§ **GIVEN REQUEST 1**
Translate this sentence from the pandas notebook below into Spanish: "Pandas includes some experimental tools that allow you to directly access C-speed operations without costly allocation of intermediate arrays."
§ **GIVEN REQUEST 2**
Using the pandas notebook below, mark each statement yes or no and quote the words that decide it.
(a) The eval() and query() functions rely on the Numexpr package.
(b) The @ character works in pandas.eval() as well as in DataFrame.eval().
(c) The query() method can mark local variables with the @ flag.
§ **GIVEN REQUEST 3**
Answer these from the pandas notebook below:
(a) What is the name of the new column that df.eval() creates in the assignment section?
(b) According to the notebook, what does the @ character mark?
(c) Which method handles the filtering operation that DataFrame.eval() syntax cannot express?

# High-Performance Pandas: eval() and query()

Pandas includes some experimental tools that allow you to directly access C-speed operations without costly allocation of intermediate arrays. These are the **eval()** and **query()** functions, which rely on the Numexpr package.

In [1]:
import numpy as np
import pandas as pd

In [None]:
mask = (x > 0.5) & (y < 0.5)
import numexpr
mask_number = numexpr.evaluate('(x > 0.5) & (y < 0.5)')
np.allclose(mask, mask_number)

**Operations supported by pd.eval()**

In [None]:
df1, df2, df3, df4, df5 = (pd.DataFrame(rng.randint(0, 1000, (100, 3))) for i in range(5))

In [None]:
pd.eval('-df1 * df2 / (df3 + df4) - df5')
pd.eval('df1 < df2 <= df3 != df4')
pd.eval('(df1 < 0.5) & (df2 < 0.5) | (df3 < df4)')
pd.eval('(df1 < 0.5) and (df2 < 0.5) or (df3 < df4)')
pd.eval('df2.T[0] + df3.iloc[1]')

**DataFrame.eval() for Column-Wise Operations**

In [None]:
(df['A'] + df['B']) / (df['C'] - 1)
pd.eval("(df.A + df.B) / (df.C - 1)")

The DataFrame.eval() method allows much more succinct evaluation of expressions with the columns:

In [None]:
df.eval('(A + B) / (C - 1)')

**1. Assignment in DataFrame.eval()**  
We can use df.eval() to create a new column 'D' and assign to it a value computed from the other columns:

In [None]:
df.eval('D = (A + B) / C', inplace=True)

In the same way, any existing column can be modified:

In [None]:
df.eval('D = (A - B) / C', inplace=True)

**2. Local variables in DataFrame.eval()**  
The DataFrame.eval() method supports an additional syntax that lets it work with local Python variables. Consider the following:

In [None]:
column_mean = df.mean(1)
result1 = df['A'] + column_mean
result2 = df.eval('A + @column_mean')
np.allclose(result1, result2)

The @ character here marks a variable name rather than a column name, and lets you efficiently evaluate expressions involving the two "namespaces": the namespace of columns, and the namespace of Python objects.   
Notice that this @ character is only supported by the DataFrame.eval() method, not by the pandas.eval(), because the pandas.eval() function only has access to the one (Python) namespace.

**DataFrame.query() Method**

In [None]:
result1 = df[(df.A < 0.5) & (df.B < 0.5)]
result2 = pd.eval('df[(df.A < 0.5) & (df.B < 0.5)]')
np.allclose(result1, result2)

As with the example used in our discussion of DataFrame.eval(), this is an expression involving columns of the DataFrame. It cannot be expressed using the DataFrame.eval() syntax, however! Instead, for this type of filtering operation, you can use the **query()** method:

In [None]:
df.query('A < 0.5 and B < 0.5')

In addition to being a more efficient computation, compared to the masking expression this is much easier to read and understand. Note that the **query()** method also accepts the @ flag to mark local variables:

In [None]:
Cmean = df['C'].mean()
result1 = df[(df.A < Cmean) & (df.B < Cmean)]
result2 = df.query('A < @Cmean and B < @Cmean')
np.allclose(result1, result2)

§ **EXTRACTED ENTRIES**
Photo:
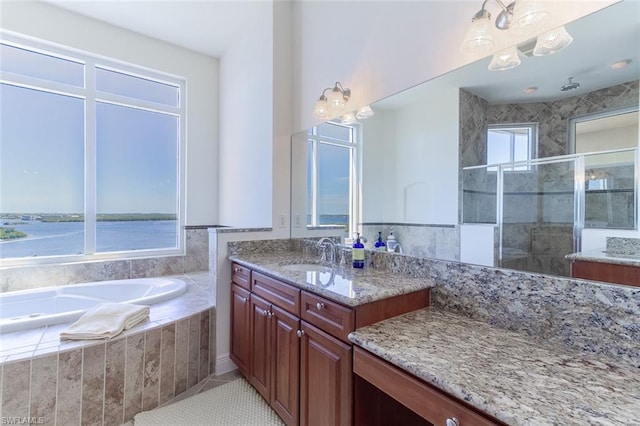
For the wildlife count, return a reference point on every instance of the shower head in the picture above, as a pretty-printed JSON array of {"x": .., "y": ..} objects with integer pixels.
[{"x": 571, "y": 85}]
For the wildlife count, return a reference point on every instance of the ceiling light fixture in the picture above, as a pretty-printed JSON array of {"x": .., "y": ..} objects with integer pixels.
[
  {"x": 519, "y": 15},
  {"x": 620, "y": 64},
  {"x": 552, "y": 41},
  {"x": 505, "y": 59},
  {"x": 333, "y": 104},
  {"x": 571, "y": 85}
]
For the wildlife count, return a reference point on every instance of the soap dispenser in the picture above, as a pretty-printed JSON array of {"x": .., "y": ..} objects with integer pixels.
[
  {"x": 379, "y": 244},
  {"x": 358, "y": 253},
  {"x": 391, "y": 242}
]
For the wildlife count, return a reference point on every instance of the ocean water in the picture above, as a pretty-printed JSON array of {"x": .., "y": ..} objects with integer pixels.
[{"x": 67, "y": 238}]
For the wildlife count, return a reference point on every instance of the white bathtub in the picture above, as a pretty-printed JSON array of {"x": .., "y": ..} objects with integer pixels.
[{"x": 21, "y": 310}]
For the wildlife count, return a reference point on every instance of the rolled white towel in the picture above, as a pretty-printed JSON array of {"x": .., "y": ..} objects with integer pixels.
[{"x": 105, "y": 321}]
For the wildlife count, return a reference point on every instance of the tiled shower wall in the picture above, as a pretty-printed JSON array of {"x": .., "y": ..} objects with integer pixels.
[
  {"x": 109, "y": 382},
  {"x": 27, "y": 277}
]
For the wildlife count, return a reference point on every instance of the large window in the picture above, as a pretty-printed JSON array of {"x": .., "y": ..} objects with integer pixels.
[
  {"x": 90, "y": 156},
  {"x": 331, "y": 175}
]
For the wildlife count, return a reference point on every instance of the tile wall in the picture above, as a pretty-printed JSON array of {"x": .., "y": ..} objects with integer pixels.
[{"x": 107, "y": 383}]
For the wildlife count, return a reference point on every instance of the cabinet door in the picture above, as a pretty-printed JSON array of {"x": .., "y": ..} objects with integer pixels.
[
  {"x": 240, "y": 328},
  {"x": 260, "y": 335},
  {"x": 326, "y": 382},
  {"x": 285, "y": 365}
]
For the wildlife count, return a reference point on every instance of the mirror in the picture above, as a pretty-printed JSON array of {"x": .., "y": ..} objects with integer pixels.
[{"x": 420, "y": 168}]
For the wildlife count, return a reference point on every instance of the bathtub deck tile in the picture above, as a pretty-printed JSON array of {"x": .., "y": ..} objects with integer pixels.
[
  {"x": 134, "y": 379},
  {"x": 151, "y": 388},
  {"x": 69, "y": 397},
  {"x": 182, "y": 355},
  {"x": 93, "y": 384},
  {"x": 114, "y": 383},
  {"x": 167, "y": 363},
  {"x": 15, "y": 389},
  {"x": 44, "y": 376}
]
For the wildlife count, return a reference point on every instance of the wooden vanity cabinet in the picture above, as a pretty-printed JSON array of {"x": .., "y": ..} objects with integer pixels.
[
  {"x": 292, "y": 345},
  {"x": 607, "y": 272}
]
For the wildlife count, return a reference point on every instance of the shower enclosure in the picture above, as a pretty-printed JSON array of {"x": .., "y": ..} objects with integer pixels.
[{"x": 541, "y": 207}]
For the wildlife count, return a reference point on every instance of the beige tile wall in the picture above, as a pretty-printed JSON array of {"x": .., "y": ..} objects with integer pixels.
[{"x": 107, "y": 383}]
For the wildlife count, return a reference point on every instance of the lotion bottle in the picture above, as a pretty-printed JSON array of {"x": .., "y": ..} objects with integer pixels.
[{"x": 358, "y": 253}]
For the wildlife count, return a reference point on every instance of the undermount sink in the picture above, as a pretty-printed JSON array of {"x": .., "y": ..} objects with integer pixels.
[{"x": 307, "y": 267}]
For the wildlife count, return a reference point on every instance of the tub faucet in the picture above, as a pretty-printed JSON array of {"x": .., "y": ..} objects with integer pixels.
[{"x": 323, "y": 243}]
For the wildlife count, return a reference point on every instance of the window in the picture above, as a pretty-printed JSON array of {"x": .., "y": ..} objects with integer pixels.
[
  {"x": 331, "y": 174},
  {"x": 90, "y": 156},
  {"x": 511, "y": 144}
]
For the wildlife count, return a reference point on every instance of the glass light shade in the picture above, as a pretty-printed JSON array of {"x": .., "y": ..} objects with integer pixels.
[
  {"x": 364, "y": 112},
  {"x": 348, "y": 118},
  {"x": 552, "y": 42},
  {"x": 336, "y": 102},
  {"x": 505, "y": 59},
  {"x": 321, "y": 110},
  {"x": 530, "y": 14},
  {"x": 479, "y": 40}
]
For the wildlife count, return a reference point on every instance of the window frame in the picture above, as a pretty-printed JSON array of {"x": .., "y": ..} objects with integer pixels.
[
  {"x": 91, "y": 96},
  {"x": 353, "y": 145}
]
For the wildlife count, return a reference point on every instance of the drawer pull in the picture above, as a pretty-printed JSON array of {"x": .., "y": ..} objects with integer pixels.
[{"x": 453, "y": 422}]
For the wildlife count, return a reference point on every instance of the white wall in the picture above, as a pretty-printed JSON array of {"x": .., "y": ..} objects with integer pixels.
[
  {"x": 247, "y": 128},
  {"x": 50, "y": 23}
]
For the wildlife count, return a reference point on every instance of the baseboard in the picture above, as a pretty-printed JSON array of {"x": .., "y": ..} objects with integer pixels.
[{"x": 224, "y": 364}]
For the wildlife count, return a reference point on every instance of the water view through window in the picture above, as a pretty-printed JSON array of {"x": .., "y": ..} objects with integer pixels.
[{"x": 85, "y": 171}]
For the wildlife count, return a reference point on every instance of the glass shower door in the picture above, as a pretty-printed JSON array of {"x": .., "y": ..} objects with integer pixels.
[{"x": 538, "y": 213}]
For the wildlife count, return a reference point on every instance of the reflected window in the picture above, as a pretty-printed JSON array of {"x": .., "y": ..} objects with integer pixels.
[
  {"x": 330, "y": 175},
  {"x": 511, "y": 144}
]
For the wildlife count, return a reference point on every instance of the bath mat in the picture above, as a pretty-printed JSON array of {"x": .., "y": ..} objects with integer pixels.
[{"x": 235, "y": 403}]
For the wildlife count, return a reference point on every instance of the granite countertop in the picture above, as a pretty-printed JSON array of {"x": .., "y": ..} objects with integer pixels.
[
  {"x": 346, "y": 285},
  {"x": 507, "y": 375},
  {"x": 607, "y": 256}
]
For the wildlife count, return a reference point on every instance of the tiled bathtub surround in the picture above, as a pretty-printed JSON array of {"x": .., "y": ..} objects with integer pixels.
[
  {"x": 27, "y": 277},
  {"x": 590, "y": 316},
  {"x": 108, "y": 382}
]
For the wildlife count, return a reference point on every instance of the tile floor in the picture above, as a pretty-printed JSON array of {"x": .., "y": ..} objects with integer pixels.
[{"x": 207, "y": 384}]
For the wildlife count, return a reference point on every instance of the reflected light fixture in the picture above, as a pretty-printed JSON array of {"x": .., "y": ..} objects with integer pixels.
[
  {"x": 518, "y": 15},
  {"x": 505, "y": 59},
  {"x": 333, "y": 104},
  {"x": 364, "y": 112},
  {"x": 552, "y": 41}
]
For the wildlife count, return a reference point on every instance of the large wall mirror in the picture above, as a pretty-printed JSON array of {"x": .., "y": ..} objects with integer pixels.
[{"x": 495, "y": 168}]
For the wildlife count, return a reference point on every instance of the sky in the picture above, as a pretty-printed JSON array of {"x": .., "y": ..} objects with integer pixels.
[{"x": 42, "y": 146}]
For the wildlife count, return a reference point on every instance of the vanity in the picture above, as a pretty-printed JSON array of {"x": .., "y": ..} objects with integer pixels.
[{"x": 380, "y": 346}]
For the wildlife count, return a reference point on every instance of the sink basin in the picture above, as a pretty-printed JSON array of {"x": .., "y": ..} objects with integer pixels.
[{"x": 307, "y": 267}]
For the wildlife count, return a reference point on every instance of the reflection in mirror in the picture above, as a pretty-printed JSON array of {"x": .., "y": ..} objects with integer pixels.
[{"x": 430, "y": 174}]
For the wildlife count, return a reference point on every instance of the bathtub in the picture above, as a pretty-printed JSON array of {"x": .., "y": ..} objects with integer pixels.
[{"x": 21, "y": 310}]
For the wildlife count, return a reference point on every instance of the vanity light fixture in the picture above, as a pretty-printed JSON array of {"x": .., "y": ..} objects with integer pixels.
[{"x": 333, "y": 104}]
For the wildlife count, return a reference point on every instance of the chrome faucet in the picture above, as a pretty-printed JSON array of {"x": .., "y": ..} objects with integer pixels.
[{"x": 323, "y": 243}]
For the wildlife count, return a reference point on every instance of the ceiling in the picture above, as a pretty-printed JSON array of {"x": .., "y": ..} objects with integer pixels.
[{"x": 209, "y": 27}]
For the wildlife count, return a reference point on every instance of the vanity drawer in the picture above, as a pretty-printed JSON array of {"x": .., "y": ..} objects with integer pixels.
[
  {"x": 280, "y": 294},
  {"x": 329, "y": 316},
  {"x": 241, "y": 275}
]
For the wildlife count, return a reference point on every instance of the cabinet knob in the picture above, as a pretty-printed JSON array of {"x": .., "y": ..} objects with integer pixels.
[{"x": 453, "y": 421}]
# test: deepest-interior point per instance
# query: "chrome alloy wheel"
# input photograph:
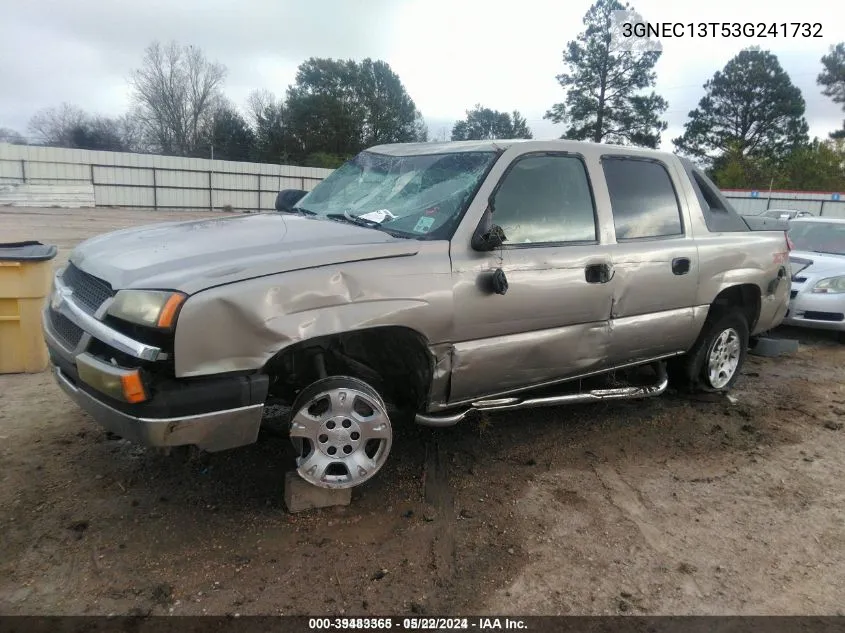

§ **RESPONSE 1**
Pandas incluye algunas herramientas experimentales que permiten acceder directamente a operaciones a velocidad de C sin la costosa asignación de arreglos intermedios.

§ **RESPONSE 2**
(a) Yes: "which rely on the Numexpr package"
(b) No: "this @ character is only supported by the DataFrame.eval() method, not by the pandas.eval()"
(c) Yes: "method also accepts the @ flag to mark local variables"

§ **RESPONSE 3**
(a) 'D'
(b) A variable name rather than a column name
(c) The query() method